9:14 am on Dec 3, 2003 (gmt 0)



I would welcome any comments and discussion on the following article (all URLs and specific keywords have been removed) that analyzes the current state of the Google update and suggests certain steps to take for both webmasters and Google...

Thank you,
Ryan Allis

On November 15, 2003, the SERPs (Search Engine Result Pages) in Google were dramatically altered. Although Google has been known to go through a reshuffling (appropriately named a Google Dance) every 2 months or so, this 'Dance' seems to be more like a drunken Mexican salsa that its usual conservative fox-trot.

Most likely, you will already know if your web site has been affected. You may have seen a significant drop-off in traffic around Nov. 15. Three of my sites have been hit. While one could understand dropping down a few positions, since November 15, the sites that previously held these rankings are nowhere to be found in the top 10,000 rankings. Such radical repositionings have left many mom-and-pop and small businesses devastated and out of luck for the holiday season. With Google controlling approximately 85% of Internet searches, many businesses are finding a need to lay off workers or rapidly cancel inventory orders. This situation deserves a closer look.

What the Early Research is Showing

From what early research shows, it seems that Google has put into place what has been quickly termed in the industry as an 'Over Optimization Penalty' (OOP) that takes into account the incoming link text and the on-site keyword frequency. If too many sites that link to your site use link text containing a word that is repeated more than a certain number of times on your home page, that page will be assessed the penalty and either demoted to oblivion or removed entirely from the rankings. In a sense Google is penalizing sites for being optimized for the search engines--without any forewarning of a change in policy.

Here is what else we know:

- The OOP is keyword specific, not site specific. Google has selected only certain keywords to apply the OOP for.

- Certain highly competitive keywords have lost many of the listings.

How to Know if Your Site Has Been Penalized

There are a few ways to know if your site has been penalized. The first, mentioned earlier, is if you noticed a significant drop in traffic around the 15th of November you've likely been hit. Here are ways to be sure:

1. Go to google.com. Type in any search term you recall being well-ranked for. See you site logs to see which terms you received search engine traffic from. If your site is nowhere to be found it's likely been penalized.

2. Type in the search term you suspect being penalized for, followed by "-dkjsahfdsaf" (or any other similar gibberish, without the quotes). This will remove the OOP and you should see what your results should be.

3. Or, simply go to www.**** to have this automated for you. Just type in the search term and see quickly what the search engine results would be if the OOP was not in effect. This site, put up less than a week ago, has quickly gained in popularity, becoming one of the 5000 most visited web sites on the Internet in a matter of days.

The Basics of SEO Redefined. Should One De-Optimize?

Search engine optimization consultants such as myself have known for years that the basics of SEO are:

- put your target keyword or keyphrase in your title, meta-tags, and alt-tags
- put your target keyword or keyphrase in an H1 tag near the top of your page
- repeat your keyword or keyphrase 5-10 times throughout the page
- create quality content on your site and update it regularly
- use a site map (linked to from every page) that links to all of your pages
- build lots of relevant links to your site
- ensure that your target keyword or keyphrase is in the link text of your incoming links

Now, however, the best practices for keyword frequency and link text will likely trigger the Google OOP. There is surely no denying that there are many low quality sites have used link farms and spammed blog comments in order to increase their PageRank (Google's measure of site quality) and link popularity. However, a differentiation must be made from these sites and quality sites with dozens or hundreds of pages of informational well-written content that have taken the time to properly build links.

## Listed records:
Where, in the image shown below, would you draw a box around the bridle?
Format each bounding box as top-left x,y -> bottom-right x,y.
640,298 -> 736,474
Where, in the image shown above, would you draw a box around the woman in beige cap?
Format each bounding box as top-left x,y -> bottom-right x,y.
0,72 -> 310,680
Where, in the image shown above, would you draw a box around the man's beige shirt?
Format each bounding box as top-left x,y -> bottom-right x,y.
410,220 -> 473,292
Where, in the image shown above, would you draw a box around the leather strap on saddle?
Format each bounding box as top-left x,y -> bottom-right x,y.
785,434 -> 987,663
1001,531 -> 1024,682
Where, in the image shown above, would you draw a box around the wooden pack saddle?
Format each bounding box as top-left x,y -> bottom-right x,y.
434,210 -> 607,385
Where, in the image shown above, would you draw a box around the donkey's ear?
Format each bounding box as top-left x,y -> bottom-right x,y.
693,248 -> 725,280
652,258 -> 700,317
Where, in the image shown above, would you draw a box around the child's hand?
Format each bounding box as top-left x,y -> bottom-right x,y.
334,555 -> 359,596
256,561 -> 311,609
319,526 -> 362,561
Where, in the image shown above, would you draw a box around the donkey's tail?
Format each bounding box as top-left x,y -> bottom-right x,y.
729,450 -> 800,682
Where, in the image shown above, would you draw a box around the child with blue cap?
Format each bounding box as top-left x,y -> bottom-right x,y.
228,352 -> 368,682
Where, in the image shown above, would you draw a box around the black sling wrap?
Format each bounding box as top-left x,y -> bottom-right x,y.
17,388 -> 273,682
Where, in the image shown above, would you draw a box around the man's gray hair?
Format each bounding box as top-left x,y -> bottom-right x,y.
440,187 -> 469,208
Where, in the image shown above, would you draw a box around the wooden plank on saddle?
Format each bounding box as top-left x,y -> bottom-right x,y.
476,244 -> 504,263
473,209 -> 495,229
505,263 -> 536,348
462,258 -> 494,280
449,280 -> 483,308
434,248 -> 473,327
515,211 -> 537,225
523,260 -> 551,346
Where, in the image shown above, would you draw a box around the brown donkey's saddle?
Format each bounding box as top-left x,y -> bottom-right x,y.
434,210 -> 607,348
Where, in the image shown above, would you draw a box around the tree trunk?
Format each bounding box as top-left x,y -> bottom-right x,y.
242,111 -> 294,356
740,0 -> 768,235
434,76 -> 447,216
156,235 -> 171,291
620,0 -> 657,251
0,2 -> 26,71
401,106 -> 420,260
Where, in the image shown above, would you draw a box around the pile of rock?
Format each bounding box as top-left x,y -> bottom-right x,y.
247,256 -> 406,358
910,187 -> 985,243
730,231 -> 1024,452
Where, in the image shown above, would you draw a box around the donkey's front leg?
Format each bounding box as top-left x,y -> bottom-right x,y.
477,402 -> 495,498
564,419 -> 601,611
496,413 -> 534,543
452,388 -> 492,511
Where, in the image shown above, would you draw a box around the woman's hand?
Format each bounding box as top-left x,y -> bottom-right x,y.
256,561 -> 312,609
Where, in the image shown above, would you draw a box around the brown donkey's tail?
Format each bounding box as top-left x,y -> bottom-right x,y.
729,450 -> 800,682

## What to do:
A. In the article on the Google update, rewrite the passage from "- The OOP is" up to and including "likely been penalized.", changing "OOP" to "Over Optimization Penalty".
B. List every basic of SEO that the article on the Google update says consultants have known for years.

## Answers to each task:
A.
- The Over Optimization Penalty is keyword specific, not site specific. Google has selected only certain keywords to apply the Over Optimization Penalty for.

- Certain highly competitive keywords have lost many of the listings.

How to Know if Your Site Has Been Penalized

There are a few ways to know if your site has been penalized. The first, mentioned earlier, is if you noticed a significant drop in traffic around the 15th of November you've likely been hit. Here are ways to be sure:

1. Go to google.com. Type in any search term you recall being well-ranked for. See you site logs to see which terms you received search engine traffic from. If your site is nowhere to be found it's likely been penalized.

B.
- Put your target keyword or keyphrase in your title, meta-tags, and alt-tags.
- Put your target keyword or keyphrase in an H1 tag near the top of your page.
- Repeat your keyword or keyphrase 5-10 times throughout the page.
- Create quality content on your site and update it regularly.
- Use a site map (linked to from every page) that links to all of your pages.
- Build lots of relevant links to your site.
- Ensure that your target keyword or keyphrase is in the link text of your incoming links.